[Questions]:
1. According to the piece on Indian farmers and bio-piracy, which body is suing Monsanto for bio-piracy?
2. In the piece on Indian farmers and bio-piracy, write out the part from "The real knowledge" to "expensive external inputs.", substituting "growers" for "farmers".
3. Write the next part of the piece on Indian farmers opposing bio-piracy plans, picking up after its final sentence.

Indian Farmers denounce government sponsored bio-piracy plans

Recently the head of the Indian Council of Agricultural Research was reported as saying that it is seeking to collaborate with MNCs, by offering its massive seed gene bank in exchange for “expertise” from private companies to develop a variety of high-yielding, climate-tolerant seeds that could be used in India and elsewhere in return for “a small share of the profits”.

Indian farmers under the banner of ICCFM (Indian Coordination Committee of Farmers Movements) are indignant at this preposterous idea which is firstly illegal under Indian biodiversity laws. Secondly, to imagine private corporations as some benevolent entities working towards creating magic seeds to protect the world from climate change is totally misplaced – the real aim here is to access genes that have been developed by farmers over centuries – then to patent them and to then resell them to farmers in the name of climate tolerance, raking in profits while increasing farmers dependence. This is exactly what happened with Bt Cotton where most local cotton varieties have now been wiped out at a grave human and environmental cost and farmers left with little choice making the cotton growing belts of India the highest farmers suicide areas. Bt Brinjal was also developed by Monsanto after stealing local brinjal varieties. Monsanto is now rightfully being sued for bio-piracy by the Indian National Biodiversity Board.

 The real knowledge and skills of developing climate resistant crops lies with the Indian farmers themselves. There are thousands of instances on the ground where farmers have been preserving local seeds, and developing all kinds of local variates of crops and that too without any institutional support in most cases. Indian research needs to reorient itself to its farmers and support local agro-ecological solutions in farming that increase farmers self reliance and not a failed outdated green revolution industrial model based on expensive external inputs.

[Extracted information]:
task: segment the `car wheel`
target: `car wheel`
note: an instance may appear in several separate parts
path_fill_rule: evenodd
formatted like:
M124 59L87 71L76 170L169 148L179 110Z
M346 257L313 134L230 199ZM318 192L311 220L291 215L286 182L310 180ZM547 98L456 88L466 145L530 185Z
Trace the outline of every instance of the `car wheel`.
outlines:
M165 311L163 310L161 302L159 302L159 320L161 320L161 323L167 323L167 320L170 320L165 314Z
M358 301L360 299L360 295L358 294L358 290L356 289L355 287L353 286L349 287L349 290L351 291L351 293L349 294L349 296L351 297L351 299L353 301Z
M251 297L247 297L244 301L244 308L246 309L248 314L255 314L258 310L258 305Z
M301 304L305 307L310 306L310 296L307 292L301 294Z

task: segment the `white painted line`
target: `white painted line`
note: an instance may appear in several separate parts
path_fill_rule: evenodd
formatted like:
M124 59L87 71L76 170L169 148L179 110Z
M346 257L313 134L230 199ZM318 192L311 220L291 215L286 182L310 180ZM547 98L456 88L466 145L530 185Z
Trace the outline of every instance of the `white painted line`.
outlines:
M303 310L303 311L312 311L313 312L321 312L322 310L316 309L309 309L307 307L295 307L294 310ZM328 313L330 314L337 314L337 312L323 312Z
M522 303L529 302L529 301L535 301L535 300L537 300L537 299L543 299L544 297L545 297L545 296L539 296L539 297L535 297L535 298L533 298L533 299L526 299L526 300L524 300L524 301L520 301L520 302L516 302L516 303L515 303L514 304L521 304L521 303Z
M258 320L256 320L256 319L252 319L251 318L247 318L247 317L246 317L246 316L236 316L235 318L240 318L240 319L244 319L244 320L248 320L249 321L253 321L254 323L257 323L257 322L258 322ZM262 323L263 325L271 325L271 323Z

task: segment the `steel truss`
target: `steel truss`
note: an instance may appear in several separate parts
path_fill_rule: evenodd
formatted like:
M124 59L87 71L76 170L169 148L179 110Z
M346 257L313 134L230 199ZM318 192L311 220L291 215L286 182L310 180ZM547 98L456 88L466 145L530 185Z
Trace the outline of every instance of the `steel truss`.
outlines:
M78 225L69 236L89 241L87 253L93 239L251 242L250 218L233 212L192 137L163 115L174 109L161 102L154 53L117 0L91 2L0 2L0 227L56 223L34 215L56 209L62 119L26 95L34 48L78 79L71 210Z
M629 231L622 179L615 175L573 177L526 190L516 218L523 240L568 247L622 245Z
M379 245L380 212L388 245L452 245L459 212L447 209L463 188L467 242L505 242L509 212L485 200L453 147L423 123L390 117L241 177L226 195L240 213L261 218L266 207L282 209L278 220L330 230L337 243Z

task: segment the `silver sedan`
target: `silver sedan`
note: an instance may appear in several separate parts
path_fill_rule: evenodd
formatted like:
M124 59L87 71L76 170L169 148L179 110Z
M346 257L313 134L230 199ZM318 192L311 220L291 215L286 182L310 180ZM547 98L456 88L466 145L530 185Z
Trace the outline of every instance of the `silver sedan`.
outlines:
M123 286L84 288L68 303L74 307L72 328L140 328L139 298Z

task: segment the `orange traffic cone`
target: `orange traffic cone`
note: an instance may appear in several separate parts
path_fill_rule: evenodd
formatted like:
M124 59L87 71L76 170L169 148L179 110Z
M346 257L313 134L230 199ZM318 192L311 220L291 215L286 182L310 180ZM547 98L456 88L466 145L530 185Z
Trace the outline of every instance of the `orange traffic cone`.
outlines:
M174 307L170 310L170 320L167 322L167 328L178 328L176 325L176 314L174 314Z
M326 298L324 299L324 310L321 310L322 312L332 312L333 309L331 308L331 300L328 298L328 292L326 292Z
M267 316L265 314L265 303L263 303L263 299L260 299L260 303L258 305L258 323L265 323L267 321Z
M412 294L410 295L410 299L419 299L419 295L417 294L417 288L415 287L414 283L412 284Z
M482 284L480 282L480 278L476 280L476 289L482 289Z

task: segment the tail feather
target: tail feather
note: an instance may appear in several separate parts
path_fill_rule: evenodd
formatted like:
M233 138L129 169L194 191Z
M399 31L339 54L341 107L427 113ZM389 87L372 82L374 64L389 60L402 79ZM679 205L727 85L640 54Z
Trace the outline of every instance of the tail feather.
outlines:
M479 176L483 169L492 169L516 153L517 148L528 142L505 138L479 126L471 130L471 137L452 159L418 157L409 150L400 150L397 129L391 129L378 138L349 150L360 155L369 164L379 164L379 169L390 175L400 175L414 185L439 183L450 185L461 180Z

[Per-task outputs]:
1. The Indian National Biodiversity Board

2.
The real knowledge and skills of developing climate resistant crops lies with the Indian growers themselves. There are thousands of instances on the ground where growers have been preserving local seeds, and developing all kinds of local variates of crops and that too without any institutional support in most cases. Indian research needs to reorient itself to its growers and support local agro-ecological solutions in farming that increase growers self reliance and not a failed outdated green revolution industrial model based on expensive external inputs.

3.
The value of the genes that ICAR holds under its custody – as the custodian of Indian people is priceless. ICAR does not have the right to sell of the wealth of our nation by making some underhand deal with multi national corporations without any information or debate among the citizens of this country. The genes that are present in ICAR have been contributed by millions of farmers of India. They have given those genes in good faith so that ICAR may preserve them and collect them for the use of maintaining India’s food sovereignty, for its farmers, for its public good and posterity.

An act of selling of rights to those genes to private corporations will alienate the millions of farmers of our country who have the primary right over those genes. As we all are aware private seed companies charge exorbitant rates for their seeds – seed rates have gone up by upto 5000 percent in some cases as a result of private entries in the seed market making them inaccessible to farmers. The massive sickness of farmers suicides in India is a direct result of such policies that chain farmers to dependence on private corporations.

Indian farmers would like to warn the Indian government that any such move will be met with the highest levels of resistance. The ICAR’s job is to cater to the needs of India’s farming community not to private seed companies.